**Task details**. Reproduce every line of the records below word for word, leaving out the pictures.
──────── Task inputs
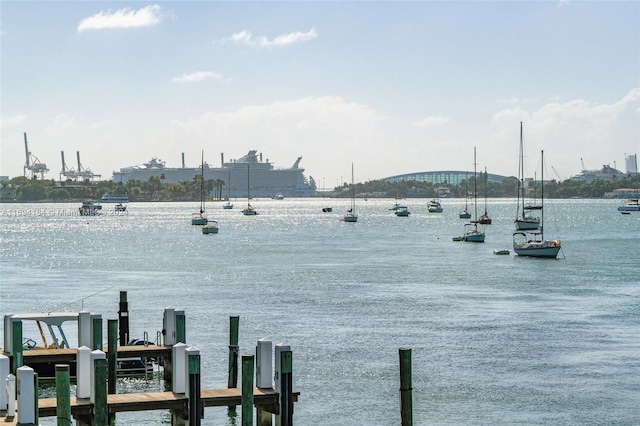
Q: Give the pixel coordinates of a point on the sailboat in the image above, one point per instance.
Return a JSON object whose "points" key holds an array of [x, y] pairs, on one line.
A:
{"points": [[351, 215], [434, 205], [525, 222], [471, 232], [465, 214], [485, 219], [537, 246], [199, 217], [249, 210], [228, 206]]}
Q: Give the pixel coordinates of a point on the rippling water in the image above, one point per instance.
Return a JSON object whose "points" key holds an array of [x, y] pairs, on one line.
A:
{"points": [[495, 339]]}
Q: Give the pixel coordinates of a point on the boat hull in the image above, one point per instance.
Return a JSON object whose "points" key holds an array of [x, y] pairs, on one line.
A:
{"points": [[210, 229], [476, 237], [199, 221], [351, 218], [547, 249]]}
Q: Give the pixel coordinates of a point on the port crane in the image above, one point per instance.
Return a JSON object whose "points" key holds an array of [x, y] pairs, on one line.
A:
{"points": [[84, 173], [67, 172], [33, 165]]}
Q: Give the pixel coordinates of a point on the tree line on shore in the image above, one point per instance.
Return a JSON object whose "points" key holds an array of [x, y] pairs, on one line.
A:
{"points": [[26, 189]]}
────────────────
**Solution**.
Q: Give the pixel coordinates of a point on the sailboat in the image above, one point per instance.
Return a JSON object whose "points" key holds an array of [x, y] pairs, on one line.
A:
{"points": [[351, 215], [434, 205], [525, 222], [471, 232], [465, 214], [485, 219], [537, 246], [199, 217], [249, 210], [228, 206]]}
Q: Give the pixel coordinates of a point on the rippling water in the image above, one point per instance.
Return a JSON object whose "points" key holds an array of [x, y] pairs, on one line.
A:
{"points": [[495, 339]]}
Q: Give the pixel coordinates of a point on the boat hull in the image above, one point per instance.
Return a JSON object whose "points" key holds an array of [x, y] pairs, on one line.
A:
{"points": [[210, 229], [476, 237], [199, 221], [351, 218], [547, 249]]}
Q: Give the pixel coordinates of a point on the port crane in the image above, one point per instance.
Return a JSON object whose "points" key holds an array of [x, y] pairs, on one line.
A:
{"points": [[84, 173], [67, 172], [33, 165]]}
Q: Give the pixel coordinates of a point on the tree line on shore in the image above, one point per instance.
Return a JSON object whose "points" key holds an array of [x, y] pairs, on one line.
A:
{"points": [[26, 189]]}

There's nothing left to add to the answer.